* Supplied passage *

Dealing with Discouragement

Woke up, it was a Chelsea morning and the first thing that I…
Oops! Wrong song :) Let me try again.

Woke up, it was a Tuesday morning and the first thing that I felt…was discouragement.

Yes, discouragement. That dragging, cynical, nothing's ever going to work state of mind, where you start wondering why you're even trying.

I can't say I was surprised. I felt it coming. The day before it seemed everything went wrong; then the night came complete with bad dreams. Not exactly the formula for glowing happiness. But not earthshaking either, and certainly not anything
to change your life for. Just enough to trigger that pesky discouragement.

I'm sure you've also woken up discouraged…and then what did you do? Probably you soldiered on: smiling when people asked how you were, trudging ahead with the expected, all the while feeling that you must be the only one who has voices in your head saying you're doomed, it's just a matter of time, the sky is falling NOW.

I want to offer a different route. Which begins by reminding you of this: You're not the only one who gets discouraged. Especially if you're trying to make changes in your life, discouragement seems to be just part of the process. 

You'll have good days, you'll have bad; you'll have confidence, you'll have doubts. Part of becoming who we are involves encountering new adventures. While we hope they're always peak experiences, our growth and discovery come from the downsides too.

There's nothing wrong with minimizing discourage- ment, though, or having some tricks to get out of that state of mind, yes? So, drawing from my own day of discouragement, I thought I'd share with you some helpful perspectives and tips for moving out of the "doom state" and bringing in those peak experiences again.

* The tasks *
A. Answer these questions about the post on discouragement:
(i) On what day of the week did the writer wake up discouraged?
(ii) What did the night before bring?
(iii) According to the post, when especially does discouragement seem to be part of the process?
B. Continue the post on dealing with discouragement from its last sentence, in the same voice.

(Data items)
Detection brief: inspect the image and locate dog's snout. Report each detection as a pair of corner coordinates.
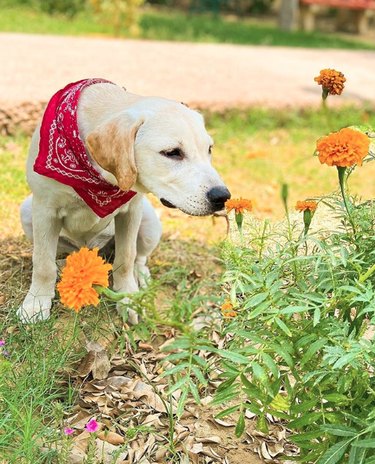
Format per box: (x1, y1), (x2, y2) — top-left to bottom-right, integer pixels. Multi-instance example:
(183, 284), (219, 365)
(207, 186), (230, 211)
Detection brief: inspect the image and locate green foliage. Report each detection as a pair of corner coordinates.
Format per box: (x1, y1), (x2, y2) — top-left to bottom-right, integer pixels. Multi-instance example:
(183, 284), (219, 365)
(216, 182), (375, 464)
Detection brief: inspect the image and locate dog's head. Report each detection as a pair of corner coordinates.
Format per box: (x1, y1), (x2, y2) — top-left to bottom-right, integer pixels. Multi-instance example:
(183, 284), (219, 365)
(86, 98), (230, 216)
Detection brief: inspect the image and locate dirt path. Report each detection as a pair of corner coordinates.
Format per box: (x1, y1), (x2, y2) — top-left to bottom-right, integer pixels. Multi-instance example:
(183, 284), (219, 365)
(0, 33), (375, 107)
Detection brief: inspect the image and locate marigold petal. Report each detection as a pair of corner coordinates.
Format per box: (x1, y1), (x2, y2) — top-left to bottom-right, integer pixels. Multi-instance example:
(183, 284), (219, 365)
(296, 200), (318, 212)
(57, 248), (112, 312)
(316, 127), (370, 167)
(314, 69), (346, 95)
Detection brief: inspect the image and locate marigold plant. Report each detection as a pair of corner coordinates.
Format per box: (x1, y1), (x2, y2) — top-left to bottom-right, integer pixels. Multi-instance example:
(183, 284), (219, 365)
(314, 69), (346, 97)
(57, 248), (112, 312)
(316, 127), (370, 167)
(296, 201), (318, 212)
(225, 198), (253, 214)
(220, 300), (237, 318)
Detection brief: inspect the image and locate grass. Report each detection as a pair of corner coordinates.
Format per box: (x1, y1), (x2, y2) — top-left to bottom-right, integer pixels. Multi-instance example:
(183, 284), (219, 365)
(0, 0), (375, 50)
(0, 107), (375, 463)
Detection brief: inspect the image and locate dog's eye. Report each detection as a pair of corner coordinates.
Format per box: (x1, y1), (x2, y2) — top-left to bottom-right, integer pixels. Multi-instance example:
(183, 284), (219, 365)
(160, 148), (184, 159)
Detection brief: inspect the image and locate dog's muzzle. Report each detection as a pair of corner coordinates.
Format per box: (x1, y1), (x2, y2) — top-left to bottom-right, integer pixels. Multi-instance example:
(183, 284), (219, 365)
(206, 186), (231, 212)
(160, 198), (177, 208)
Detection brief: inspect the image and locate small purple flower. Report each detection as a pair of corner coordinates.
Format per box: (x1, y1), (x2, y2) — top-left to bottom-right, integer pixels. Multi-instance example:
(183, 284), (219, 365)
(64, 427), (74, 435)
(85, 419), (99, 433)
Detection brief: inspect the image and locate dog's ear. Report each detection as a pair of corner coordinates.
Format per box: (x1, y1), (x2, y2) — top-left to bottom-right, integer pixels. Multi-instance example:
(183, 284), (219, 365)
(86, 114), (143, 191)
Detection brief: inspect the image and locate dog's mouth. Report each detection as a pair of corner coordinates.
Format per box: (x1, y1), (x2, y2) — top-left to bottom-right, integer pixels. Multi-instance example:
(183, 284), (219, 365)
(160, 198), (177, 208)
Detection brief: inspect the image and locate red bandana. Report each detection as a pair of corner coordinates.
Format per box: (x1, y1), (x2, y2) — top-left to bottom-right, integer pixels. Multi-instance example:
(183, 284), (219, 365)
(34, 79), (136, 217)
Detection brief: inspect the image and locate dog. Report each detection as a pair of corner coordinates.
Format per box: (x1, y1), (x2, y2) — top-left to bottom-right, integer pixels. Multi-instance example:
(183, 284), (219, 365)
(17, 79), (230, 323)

* * *

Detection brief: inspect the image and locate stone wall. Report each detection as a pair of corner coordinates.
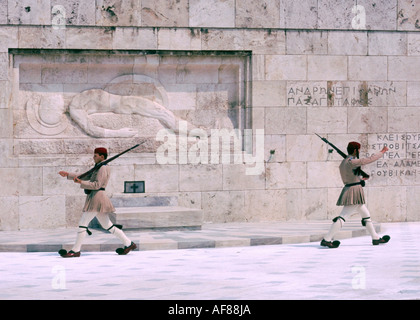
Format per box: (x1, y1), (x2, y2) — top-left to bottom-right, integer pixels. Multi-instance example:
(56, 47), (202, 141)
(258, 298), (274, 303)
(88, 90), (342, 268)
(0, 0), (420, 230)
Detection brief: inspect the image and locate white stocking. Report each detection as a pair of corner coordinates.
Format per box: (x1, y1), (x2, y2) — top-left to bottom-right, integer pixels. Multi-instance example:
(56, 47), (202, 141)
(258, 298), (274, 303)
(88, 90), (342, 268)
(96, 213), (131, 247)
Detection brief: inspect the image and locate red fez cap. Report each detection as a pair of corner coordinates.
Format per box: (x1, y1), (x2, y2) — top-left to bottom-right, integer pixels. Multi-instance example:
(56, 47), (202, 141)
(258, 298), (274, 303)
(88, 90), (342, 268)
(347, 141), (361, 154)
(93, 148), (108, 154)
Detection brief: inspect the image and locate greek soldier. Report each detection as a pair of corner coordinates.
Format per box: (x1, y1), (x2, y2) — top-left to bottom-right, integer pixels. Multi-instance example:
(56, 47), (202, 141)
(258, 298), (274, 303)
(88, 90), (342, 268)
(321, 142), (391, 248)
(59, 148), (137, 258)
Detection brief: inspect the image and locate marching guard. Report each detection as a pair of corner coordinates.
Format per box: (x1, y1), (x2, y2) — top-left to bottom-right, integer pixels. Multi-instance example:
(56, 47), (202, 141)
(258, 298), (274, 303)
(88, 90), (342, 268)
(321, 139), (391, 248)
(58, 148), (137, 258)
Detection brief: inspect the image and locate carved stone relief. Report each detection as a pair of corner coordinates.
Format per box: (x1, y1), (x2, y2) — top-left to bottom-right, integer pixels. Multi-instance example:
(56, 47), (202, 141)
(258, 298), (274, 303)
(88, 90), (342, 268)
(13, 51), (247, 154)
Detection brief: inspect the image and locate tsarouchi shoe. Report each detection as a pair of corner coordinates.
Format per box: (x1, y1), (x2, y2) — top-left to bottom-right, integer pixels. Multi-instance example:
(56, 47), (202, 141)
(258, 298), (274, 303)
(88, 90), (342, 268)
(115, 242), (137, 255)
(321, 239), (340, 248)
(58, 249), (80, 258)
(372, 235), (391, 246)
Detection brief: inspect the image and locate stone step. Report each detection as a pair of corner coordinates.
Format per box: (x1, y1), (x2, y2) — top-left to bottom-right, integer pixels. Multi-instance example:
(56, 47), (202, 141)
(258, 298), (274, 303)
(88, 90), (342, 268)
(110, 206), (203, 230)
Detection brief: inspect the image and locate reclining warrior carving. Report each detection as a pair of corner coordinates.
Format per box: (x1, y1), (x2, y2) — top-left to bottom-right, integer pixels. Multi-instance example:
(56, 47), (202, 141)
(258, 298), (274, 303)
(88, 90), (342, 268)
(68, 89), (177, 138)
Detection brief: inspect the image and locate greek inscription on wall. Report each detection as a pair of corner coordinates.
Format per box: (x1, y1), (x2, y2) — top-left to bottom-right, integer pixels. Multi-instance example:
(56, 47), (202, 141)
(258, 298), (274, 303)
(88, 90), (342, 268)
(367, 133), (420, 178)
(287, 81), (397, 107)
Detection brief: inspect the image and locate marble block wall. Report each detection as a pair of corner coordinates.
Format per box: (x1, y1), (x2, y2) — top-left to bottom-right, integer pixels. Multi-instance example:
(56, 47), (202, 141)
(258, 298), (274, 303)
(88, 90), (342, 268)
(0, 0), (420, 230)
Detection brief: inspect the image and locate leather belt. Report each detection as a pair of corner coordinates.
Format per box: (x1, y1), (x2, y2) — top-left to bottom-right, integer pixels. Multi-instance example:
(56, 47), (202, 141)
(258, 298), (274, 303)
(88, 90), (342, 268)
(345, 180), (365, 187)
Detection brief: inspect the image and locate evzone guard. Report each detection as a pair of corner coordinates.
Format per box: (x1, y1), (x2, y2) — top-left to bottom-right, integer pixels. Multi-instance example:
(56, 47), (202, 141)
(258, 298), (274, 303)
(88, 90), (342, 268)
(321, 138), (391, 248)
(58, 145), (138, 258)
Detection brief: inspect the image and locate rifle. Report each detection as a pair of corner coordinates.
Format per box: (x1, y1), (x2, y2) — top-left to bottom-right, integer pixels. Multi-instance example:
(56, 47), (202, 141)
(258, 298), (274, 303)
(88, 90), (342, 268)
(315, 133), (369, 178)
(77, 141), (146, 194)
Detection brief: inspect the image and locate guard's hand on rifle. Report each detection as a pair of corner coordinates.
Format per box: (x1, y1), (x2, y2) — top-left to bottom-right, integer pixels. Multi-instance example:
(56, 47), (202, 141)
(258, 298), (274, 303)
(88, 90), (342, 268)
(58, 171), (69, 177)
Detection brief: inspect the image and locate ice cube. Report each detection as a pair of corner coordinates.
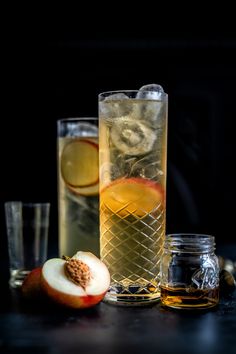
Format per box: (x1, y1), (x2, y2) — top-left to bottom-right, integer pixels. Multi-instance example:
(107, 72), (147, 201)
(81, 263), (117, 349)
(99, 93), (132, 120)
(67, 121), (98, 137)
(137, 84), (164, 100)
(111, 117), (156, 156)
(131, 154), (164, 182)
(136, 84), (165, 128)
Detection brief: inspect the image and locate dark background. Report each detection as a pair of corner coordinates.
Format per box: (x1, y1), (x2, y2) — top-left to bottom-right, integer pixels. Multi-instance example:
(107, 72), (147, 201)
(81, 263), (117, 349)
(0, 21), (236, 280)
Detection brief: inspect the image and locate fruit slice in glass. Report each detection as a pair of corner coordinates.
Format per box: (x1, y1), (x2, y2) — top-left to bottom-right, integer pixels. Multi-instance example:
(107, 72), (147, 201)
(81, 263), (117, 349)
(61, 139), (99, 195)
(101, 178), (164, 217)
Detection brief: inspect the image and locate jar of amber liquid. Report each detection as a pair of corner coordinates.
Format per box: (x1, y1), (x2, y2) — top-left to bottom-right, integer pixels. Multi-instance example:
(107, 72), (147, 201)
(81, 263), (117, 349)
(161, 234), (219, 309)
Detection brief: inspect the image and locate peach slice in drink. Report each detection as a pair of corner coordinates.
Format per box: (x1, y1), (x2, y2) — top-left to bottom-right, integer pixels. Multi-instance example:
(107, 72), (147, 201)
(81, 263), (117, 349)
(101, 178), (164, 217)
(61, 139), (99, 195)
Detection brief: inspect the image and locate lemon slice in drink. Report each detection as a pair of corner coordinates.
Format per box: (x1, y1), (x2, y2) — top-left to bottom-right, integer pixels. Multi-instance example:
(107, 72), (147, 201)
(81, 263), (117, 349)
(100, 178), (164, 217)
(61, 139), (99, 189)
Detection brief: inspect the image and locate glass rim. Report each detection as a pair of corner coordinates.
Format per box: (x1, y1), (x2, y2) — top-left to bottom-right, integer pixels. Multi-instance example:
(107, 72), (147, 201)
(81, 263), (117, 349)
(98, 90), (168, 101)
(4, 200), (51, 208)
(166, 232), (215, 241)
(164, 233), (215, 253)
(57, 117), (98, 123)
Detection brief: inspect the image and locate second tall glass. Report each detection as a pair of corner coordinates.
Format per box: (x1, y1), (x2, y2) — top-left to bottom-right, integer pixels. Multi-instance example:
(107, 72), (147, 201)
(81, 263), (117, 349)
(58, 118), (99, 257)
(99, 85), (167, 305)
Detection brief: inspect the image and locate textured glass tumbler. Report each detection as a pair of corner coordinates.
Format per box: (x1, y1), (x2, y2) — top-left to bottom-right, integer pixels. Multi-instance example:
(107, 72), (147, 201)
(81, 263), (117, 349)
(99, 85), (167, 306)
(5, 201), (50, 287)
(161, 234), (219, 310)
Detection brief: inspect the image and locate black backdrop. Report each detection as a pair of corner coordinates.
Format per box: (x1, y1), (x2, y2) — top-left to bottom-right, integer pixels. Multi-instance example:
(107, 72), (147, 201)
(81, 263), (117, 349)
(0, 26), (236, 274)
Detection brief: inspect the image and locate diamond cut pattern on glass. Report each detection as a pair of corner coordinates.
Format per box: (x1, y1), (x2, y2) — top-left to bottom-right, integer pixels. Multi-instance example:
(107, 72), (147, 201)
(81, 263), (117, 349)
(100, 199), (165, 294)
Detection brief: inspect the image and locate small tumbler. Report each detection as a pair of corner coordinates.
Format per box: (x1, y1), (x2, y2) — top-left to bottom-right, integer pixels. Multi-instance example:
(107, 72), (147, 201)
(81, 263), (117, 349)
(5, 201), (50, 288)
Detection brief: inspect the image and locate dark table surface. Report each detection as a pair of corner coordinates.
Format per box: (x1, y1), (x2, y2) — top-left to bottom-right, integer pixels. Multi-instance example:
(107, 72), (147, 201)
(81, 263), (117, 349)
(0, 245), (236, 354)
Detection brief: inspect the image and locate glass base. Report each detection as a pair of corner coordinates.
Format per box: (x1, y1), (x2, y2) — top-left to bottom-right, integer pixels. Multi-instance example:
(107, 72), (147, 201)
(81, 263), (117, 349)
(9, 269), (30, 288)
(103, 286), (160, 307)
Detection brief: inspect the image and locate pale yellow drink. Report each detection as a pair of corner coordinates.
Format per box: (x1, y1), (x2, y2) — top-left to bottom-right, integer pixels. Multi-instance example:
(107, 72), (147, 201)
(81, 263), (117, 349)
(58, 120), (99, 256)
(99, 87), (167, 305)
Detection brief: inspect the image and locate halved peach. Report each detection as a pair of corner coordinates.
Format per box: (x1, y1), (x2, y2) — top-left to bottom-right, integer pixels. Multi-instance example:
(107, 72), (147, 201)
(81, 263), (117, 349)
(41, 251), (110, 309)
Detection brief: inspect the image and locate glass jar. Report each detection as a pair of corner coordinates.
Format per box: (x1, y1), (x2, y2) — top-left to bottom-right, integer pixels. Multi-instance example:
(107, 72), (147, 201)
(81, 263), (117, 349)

* Outputs *
A.
(i) Tuesday.
(ii) Bad dreams.
(iii) When you're trying to make changes in your life.

B.
1.         Step One: Basic Truth: Discouragement is a state of mind.

 
Feeling discouraged doesn't equal reality. By that I mean that if you feel like the world is falling down around you, it isn't necessarily true. It's just what your mind is choosing to think about reality on this particular day.

Listen to your mind. What is it saying? Typical statements are "I'll never be able to get past this." "This relationship will never work." "I'll be stuck forever." Has your life really changed that differently from two days ago when you were feeling positive, anticipating that things would work out, and having a good day?

Probably not. You may just be tired, needing support, or had a small setback, and that is triggering your negative mind talk.

You don't' have to change that mind talk right now. Just be aware that that's all it is: talk. It's not reality, it's a bad habit that you're learning to change, and we're going to find ways to get past it.

2.         Step Two: Allow yourself to be discouraged.

Our natural tendency when we're feeling bad is to deny the feeling, or to try to make it go away immediately. I'm not telling you to have a full blown pity party, but it's important to acknowledge your feelings. You're human! You have ups and downs, good days and bad days, and you really shouldn't try to be a robot. If you have to cry, do it. If you want to slam some pans around, or yell in the shower, do it. Recognize your feeling, so you can truly move past it, not make it go away and have it pop up inconveniently later in the day.

3.         Step Three:    Lower your Expectations Temporarily.

I'm not a morning person. I can get up early if it's required, but have to admit that even when I'm going on vacation to a place I'm really excited about, I don't jump out of bed with excitement. I don't know about you, but somewhere along the childhood path I got the message that I was supposed to be like Doris Day, flinging open the windows with the birds chirping and the sun shining. I can do that at 10 am, but rarely early in the morning, even on a good day. So if you wake up discouraged, don't try to meet that bright and sunny expectation. Allow yourself to be quiet, a little tired, and ease into the day.

4.         Step Four:      Change Up Your Routine.

This one may sound silly to you, but it works. Deliberately do things throughout the day that are different from your usual actions. If it's a work day, drive a different route. Take your lunch at a different time, or go to someplace you haven't been before. Even if you eat your lunch at home, go sit someplace different, or take it outside.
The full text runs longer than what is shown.